Ejercicio propuesto A ▸ Indique cuántas líneas de los registros contienen la palabra "hair". Responda únicamente con la cifra.

Fragmento de lectura ▸
──────────────────────────────
En un contexto global de campañas anti-trata y de crecimiento de las migraciones transnacionales de mujeres, la narrativa de la lucha contra la trata se ha constituido en el idioma privilegiado para canalizar una serie de ansiedades sociales y en un poderoso discurso que ha permeado las agencias gubernamentales, generando una serie de nuevas políticas y leyes. Pero, ¿de qué hablamos cuando hablamos de trata? ¿Qué es trata? ¿Qué tiene que ver con el trabajo sexual?

Aunque la categoría circula profusamente, no hay acuerdo en torno a qué cuestiones deberían ser conceptualizadas bajo esa etiqueta. En los años 90, la discusión tomó lugar en las arenas transnacionales, produciéndose acalorados debates entre distintos grupos, entre ellos feministas, en virtud de sus distintos posicionamientos en torno al estatuto de la oferta de servicios sexuales. Así, mientras las organizaciones feministas abolicionistas consideraron que cualquier colaboración en los procesos migratorios -para participar en el mercado sexual- podía calificar como “trata” (fuera la migración y la inserción en el mercado voluntaria o no), el feminismo pro-trabajo sexual aspiró a restringir esa categoría para las inserciones forzosas en el mercado. De esta manera, esta segunda posición distinguía entre prostitución forzada y libre, y aspiraba a dejar lugar para los derechos de las trabajadoras sexuales a trabajar, migrar y disponer sobre los usos del propio cuerpo.

La definición que propuso el Protocolo de Palermo, adoptada por nuestro país originalmente en el año 2008,  intentó saldar de manera ambigua estas distintas posiciones. Así, la “trata” buscaba capturar aquellas inserciones en el mercado cuando mediara “engaño, fraude, violencia, amenaza o cualquier medio de intimidación o coerción, abuso de autoridad o de una situación de vulnerabilidad, concesión o recepción de pagos o beneficios para obtener el consentimiento de una persona que tenga autoridad sobre la víctima, aún cuando existiere asentimiento de esta”. La solución de compromiso allí adoptada permitió la inclusión del “abuso de situación de vulnerabilidad” como condición a partir de la cual podría configurarse el delito de trata. Por otro lado, echar solo un vistazo al tipo penal permite saldar uno de los viejos mitos que circulan profusamente en el ámbito local: “la víctima tendría que probar que no habría consentido”. Por el contrario, la ley estipulaba claramente que si identificaba cualquiera de los medios comisivos (engaño, amenaza, etc.) no importaba el “asentimiento” de la víctima.
──────────────────────────────
Ejercicio propuesto B ▸ Según el fragmento de lectura, ¿en qué año se adoptó originalmente en el país la definición propuesta por el Protocolo de Palermo?
──────────────────────────────
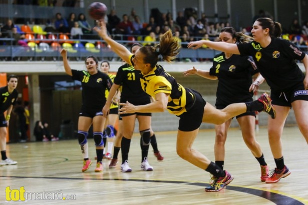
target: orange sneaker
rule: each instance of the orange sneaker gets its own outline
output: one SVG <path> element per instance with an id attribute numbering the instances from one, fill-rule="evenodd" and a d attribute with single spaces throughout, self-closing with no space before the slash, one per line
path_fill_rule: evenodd
<path id="1" fill-rule="evenodd" d="M 99 162 L 96 163 L 96 168 L 95 168 L 94 172 L 103 172 L 103 170 L 104 170 L 104 168 L 103 168 L 103 164 L 102 164 L 102 162 Z"/>
<path id="2" fill-rule="evenodd" d="M 266 178 L 268 177 L 268 172 L 269 168 L 268 166 L 265 165 L 264 166 L 261 166 L 261 182 L 264 182 Z"/>
<path id="3" fill-rule="evenodd" d="M 90 160 L 84 160 L 84 166 L 82 167 L 82 168 L 81 169 L 81 170 L 82 171 L 82 172 L 85 172 L 87 170 L 89 170 L 89 168 L 90 168 L 90 166 L 92 164 L 92 162 Z"/>
<path id="4" fill-rule="evenodd" d="M 284 168 L 282 170 L 277 170 L 277 168 L 275 168 L 275 170 L 271 172 L 270 176 L 268 177 L 265 180 L 265 183 L 272 184 L 277 182 L 281 178 L 284 178 L 290 175 L 290 174 L 291 174 L 291 172 L 285 166 L 284 166 Z"/>

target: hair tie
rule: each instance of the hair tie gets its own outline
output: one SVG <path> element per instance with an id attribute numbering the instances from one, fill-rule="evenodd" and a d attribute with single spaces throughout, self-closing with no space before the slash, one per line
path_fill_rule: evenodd
<path id="1" fill-rule="evenodd" d="M 160 54 L 160 52 L 159 51 L 159 46 L 158 46 L 155 48 L 155 54 L 159 56 Z"/>

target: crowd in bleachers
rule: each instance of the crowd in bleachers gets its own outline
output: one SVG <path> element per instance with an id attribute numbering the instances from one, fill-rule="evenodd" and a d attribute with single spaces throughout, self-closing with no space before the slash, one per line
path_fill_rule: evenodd
<path id="1" fill-rule="evenodd" d="M 262 15 L 259 12 L 257 16 Z M 143 45 L 153 45 L 158 42 L 160 35 L 171 29 L 183 48 L 192 40 L 218 40 L 221 28 L 231 26 L 227 22 L 209 21 L 205 14 L 198 18 L 196 11 L 191 8 L 178 12 L 175 20 L 170 12 L 161 13 L 158 9 L 153 8 L 151 10 L 149 21 L 144 22 L 141 22 L 134 9 L 129 14 L 122 15 L 122 18 L 117 15 L 115 10 L 112 10 L 105 16 L 105 21 L 110 34 L 114 39 L 122 40 L 124 44 L 139 42 Z M 93 24 L 90 22 L 95 24 L 94 21 L 88 21 L 83 13 L 78 16 L 71 13 L 65 18 L 58 12 L 54 20 L 48 21 L 45 25 L 17 24 L 9 19 L 1 28 L 0 45 L 20 46 L 38 50 L 48 46 L 55 50 L 61 46 L 73 50 L 73 48 L 86 46 L 97 52 L 102 46 L 107 45 L 100 42 L 97 35 L 93 34 Z M 251 28 L 249 26 L 241 31 L 249 35 Z M 282 38 L 307 50 L 308 21 L 301 26 L 297 20 L 294 20 L 289 28 L 284 29 L 284 34 Z M 203 48 L 208 48 L 206 46 Z"/>

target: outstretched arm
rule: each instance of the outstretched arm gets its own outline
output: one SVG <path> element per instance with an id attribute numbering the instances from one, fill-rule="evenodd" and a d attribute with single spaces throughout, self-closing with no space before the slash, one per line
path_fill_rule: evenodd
──────────────────────────────
Respuesta A ▸ 2

Respuesta B ▸ En el año 2008.